= READING PASSAGE =
_ _ _ _ _
What is the “data quality” of your emails? Or presentations or papers? Have you ever gone back and looked at something you wrote a long time ago and realize that your thoughts on the subject had evolved in the interim? Those original, unevolved thoughts may be immortalized in an LLM somewhere.
When it comes to unstructured data, the same dimensions of Data Quality still apply: accuracy, completeness, consistency, timeliness, and so forth. It’s just that they are more often considered within the context of data capture, not data content. Was the OCR text extracted from the document accurately transcribed? Were all of the audio segments of the interview included?
But just like structured data, the accuracy of the content must be considered as well. I would consider that to be at least as important. And much harder. When you have a database table, it’s easy to say that the airport_code field must contain an IATA airport code. You can cross-reference customer account numbers associated with transactions with customer account numbers in the customer master table.
_ _ _ _ _
= GIVEN RECORDS =
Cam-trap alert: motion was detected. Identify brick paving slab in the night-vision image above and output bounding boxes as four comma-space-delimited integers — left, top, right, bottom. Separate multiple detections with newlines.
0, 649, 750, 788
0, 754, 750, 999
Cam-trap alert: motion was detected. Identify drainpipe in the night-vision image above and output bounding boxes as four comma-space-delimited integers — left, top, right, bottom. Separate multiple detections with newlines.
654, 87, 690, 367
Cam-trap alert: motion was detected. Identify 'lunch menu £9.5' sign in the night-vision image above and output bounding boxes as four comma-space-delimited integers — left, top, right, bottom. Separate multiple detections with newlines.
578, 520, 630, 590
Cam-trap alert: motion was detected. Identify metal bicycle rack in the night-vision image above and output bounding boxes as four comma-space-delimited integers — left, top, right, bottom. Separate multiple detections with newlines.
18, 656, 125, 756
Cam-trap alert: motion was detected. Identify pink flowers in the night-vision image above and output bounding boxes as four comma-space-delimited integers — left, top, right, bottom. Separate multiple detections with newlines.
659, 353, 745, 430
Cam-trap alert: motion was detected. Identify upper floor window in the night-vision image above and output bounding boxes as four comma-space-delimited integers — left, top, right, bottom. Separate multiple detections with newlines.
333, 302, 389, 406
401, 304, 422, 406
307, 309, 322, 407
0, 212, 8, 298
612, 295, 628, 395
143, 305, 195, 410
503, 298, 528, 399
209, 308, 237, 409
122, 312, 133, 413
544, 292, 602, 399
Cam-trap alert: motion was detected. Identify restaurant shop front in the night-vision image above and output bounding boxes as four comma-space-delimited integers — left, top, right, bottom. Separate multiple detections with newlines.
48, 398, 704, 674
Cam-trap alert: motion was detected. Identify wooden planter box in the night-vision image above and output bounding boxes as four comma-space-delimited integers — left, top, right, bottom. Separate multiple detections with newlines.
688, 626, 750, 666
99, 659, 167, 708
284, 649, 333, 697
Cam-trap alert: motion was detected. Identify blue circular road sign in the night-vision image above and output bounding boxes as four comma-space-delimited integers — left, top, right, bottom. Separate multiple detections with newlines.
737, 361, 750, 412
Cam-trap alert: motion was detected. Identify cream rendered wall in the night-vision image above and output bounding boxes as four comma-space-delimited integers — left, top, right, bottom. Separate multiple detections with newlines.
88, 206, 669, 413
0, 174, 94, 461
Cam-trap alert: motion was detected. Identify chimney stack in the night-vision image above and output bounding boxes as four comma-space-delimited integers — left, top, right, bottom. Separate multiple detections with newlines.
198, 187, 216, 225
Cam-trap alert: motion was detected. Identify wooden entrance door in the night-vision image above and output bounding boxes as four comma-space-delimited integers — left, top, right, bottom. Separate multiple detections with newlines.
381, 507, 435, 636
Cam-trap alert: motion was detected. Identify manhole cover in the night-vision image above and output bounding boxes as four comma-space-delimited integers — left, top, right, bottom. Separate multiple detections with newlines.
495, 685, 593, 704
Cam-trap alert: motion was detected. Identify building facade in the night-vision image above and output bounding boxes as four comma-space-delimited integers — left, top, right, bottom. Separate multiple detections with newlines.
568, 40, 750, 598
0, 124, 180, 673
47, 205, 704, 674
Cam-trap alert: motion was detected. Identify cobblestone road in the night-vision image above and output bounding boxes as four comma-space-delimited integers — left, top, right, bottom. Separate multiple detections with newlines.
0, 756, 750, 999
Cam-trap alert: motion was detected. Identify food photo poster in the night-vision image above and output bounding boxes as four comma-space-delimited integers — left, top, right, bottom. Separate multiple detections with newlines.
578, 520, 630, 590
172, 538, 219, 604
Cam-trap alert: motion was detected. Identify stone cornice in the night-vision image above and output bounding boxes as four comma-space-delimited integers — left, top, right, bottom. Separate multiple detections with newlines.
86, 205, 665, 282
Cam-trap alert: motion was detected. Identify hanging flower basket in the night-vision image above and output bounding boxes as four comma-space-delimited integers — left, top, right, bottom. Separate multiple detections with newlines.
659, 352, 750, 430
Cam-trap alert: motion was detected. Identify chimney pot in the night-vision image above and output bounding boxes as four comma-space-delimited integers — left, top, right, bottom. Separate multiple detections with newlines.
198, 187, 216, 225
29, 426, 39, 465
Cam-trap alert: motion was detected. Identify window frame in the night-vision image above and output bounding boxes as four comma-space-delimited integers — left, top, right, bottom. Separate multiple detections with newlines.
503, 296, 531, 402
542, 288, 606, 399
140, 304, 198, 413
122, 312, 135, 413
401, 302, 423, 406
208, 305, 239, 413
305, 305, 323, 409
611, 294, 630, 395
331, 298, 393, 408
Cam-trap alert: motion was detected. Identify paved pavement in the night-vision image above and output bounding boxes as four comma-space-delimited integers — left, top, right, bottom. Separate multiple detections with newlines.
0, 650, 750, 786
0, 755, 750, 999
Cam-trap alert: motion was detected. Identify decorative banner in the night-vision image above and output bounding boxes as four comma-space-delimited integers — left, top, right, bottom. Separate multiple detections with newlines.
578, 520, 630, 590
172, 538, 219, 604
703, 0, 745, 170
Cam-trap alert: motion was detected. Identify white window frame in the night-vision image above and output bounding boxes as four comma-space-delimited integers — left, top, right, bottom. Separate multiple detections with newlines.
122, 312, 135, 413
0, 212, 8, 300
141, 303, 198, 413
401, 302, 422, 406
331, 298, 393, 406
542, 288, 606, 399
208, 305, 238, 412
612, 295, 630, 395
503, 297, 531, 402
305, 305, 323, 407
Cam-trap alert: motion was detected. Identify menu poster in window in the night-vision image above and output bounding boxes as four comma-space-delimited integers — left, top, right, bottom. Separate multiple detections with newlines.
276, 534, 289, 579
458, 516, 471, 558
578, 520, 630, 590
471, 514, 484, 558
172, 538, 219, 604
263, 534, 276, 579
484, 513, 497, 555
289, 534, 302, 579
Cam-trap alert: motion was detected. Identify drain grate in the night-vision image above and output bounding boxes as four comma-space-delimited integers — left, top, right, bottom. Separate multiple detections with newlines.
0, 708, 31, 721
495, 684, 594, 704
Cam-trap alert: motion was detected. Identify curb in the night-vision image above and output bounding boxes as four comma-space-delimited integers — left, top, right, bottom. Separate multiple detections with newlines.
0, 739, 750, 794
_ _ _ _ _
= REQUIRED WORK =
Continue the text on data quality in unstructured content, starting right after its last sentence. The records aren't needed for this.

= TASK RESPONSE =
But how do you assess the accuracy and completeness, a.k.a. the quality, of a document. Or an article. Or a website. Or an email. How do you assess its reliability. How often do we discover that something that was an unquestionable news story yesterday was actually wrong. Perhaps intentionally wrong. Or maybe it was the other way around: something that was considered a tinfoil hat conspiracy theory yesterday is discovered to be true today. It wasn’t a conspiracy theory, it was a spoiler.
How many commercial large language models were trained with the incorrect information? How do they get corrected? And who is the authority anyway? How do we know what’s been corrected and what’s still wrong. We truly have a crisis of authority (this is a topic I’ll be writing more about in the future).
One of my hobbies is family history research. Unstructured data is everywhere, but especially in family trees and in historical records. The objective is to maximize confidence in your family tree connections by finding as many confirming documentary sources as possible. Many times you can jumpstart your family tree by copying someone else’s.
The problem is that not all sources are created equally, and not all family trees are reliable. Family connections can be incorrect. Record transcriptions can be incorrect. Asserted facts might not have any associated sources. And some of the sources are just wrong. Over time you come to know which are reliable and which to avoid or ignore.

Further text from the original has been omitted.